- **EXERCISE DESCRIPTION**
Transcribe, word for word, the stretch of the bridge maintenance report from "The plan presenter" through "in construction costs.".

- **PAGE EXTRACT**
[Start of section]

The Kiwanis Regional Trail Authority on Monday heard a detailed 10‑year plan for bridge maintenance and prioritized three years of work it called the highest priority.
The plan presenter said the first‑year package is priced at $224,000, which includes a design fee (about 10 percent) and construction engineering inspection and oversight. He told the board the program was modeled on an earlier structure report and assumes a 5 percent annual escalation in construction costs.
Board members pressed on how the plan was built and how it would be paid for. One member cited the $1.18 million figure used previously for a multiyear package but noted that estimate did not include design and oversight costs; with those added, total program costs rise. Another member proposed bundling the first three years and seeking roughly $650,000 in grants or fundraising to cover immediate priorities.

[End of section]

- **SUPPLIED ENTRIES**
[Start of section]

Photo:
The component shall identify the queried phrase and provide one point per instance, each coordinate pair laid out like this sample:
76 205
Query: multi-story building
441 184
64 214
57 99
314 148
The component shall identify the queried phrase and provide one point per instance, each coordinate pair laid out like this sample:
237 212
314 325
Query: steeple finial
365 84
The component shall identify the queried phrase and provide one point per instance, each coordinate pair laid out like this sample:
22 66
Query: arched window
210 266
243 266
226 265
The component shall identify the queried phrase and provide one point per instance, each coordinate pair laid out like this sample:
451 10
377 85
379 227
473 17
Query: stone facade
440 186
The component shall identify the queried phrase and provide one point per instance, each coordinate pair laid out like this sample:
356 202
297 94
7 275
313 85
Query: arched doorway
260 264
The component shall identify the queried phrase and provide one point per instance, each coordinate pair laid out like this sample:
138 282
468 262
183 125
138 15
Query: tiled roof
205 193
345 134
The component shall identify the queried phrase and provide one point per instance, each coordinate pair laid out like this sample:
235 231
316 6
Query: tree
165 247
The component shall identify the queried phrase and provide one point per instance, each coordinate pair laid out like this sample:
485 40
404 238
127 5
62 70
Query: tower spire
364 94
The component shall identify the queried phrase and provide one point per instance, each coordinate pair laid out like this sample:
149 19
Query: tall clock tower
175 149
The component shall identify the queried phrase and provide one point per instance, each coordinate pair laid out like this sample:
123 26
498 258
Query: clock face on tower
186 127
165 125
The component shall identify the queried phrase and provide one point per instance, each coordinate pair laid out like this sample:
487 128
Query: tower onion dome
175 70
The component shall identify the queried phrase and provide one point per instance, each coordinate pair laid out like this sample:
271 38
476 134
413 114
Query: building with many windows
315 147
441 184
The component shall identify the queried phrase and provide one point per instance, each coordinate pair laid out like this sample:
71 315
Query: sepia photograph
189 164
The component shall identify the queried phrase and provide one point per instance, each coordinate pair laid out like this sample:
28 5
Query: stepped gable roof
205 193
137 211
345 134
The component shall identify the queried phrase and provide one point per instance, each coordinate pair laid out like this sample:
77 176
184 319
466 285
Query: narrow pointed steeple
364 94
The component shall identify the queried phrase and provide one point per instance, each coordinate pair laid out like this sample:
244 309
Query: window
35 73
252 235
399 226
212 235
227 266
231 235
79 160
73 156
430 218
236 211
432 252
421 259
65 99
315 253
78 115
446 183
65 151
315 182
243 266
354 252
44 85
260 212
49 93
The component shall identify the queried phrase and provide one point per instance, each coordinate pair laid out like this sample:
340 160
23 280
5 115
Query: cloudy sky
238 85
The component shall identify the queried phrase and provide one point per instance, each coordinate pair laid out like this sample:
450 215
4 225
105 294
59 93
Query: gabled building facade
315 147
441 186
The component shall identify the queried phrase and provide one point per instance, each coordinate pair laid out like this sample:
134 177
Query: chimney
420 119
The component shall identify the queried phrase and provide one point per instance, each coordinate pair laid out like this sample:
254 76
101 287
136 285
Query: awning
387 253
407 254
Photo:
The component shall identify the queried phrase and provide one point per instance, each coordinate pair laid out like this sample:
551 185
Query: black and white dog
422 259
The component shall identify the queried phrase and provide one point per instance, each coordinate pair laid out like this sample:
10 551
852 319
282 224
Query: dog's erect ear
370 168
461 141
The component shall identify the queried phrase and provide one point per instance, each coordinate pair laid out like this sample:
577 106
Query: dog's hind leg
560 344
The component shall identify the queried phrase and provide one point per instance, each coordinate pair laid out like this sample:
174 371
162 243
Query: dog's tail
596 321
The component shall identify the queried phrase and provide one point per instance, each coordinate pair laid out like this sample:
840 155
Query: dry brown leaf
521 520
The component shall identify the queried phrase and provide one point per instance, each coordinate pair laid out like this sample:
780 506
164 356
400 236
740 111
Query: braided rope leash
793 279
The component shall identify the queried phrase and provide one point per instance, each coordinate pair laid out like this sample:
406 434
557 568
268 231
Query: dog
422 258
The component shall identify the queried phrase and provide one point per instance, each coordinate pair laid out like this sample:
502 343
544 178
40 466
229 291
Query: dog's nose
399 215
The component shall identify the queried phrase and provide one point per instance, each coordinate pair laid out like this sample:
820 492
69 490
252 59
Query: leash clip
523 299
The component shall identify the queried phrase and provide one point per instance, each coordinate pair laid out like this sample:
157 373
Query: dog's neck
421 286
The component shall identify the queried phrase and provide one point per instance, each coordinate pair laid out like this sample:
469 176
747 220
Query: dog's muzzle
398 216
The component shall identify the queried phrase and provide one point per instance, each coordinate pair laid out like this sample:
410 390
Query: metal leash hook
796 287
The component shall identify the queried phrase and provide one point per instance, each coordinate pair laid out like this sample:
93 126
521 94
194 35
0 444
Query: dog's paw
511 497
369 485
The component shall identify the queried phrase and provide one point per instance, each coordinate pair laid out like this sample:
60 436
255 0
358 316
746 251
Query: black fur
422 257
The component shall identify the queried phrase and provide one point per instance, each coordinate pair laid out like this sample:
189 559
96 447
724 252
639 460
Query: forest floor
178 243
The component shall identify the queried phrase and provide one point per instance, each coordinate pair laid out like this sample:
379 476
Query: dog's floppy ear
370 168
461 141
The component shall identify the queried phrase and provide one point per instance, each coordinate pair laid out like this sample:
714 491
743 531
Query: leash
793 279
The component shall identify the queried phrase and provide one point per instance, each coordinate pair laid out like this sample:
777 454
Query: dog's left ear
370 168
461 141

[End of section]

- **PROBLEM SOLUTION**
The plan presenter said the first‑year package is priced at $224,000, which includes a design fee (about 10 percent) and construction engineering inspection and oversight. He told the board the program was modeled on an earlier structure report and assumes a 5 percent annual escalation in construction costs.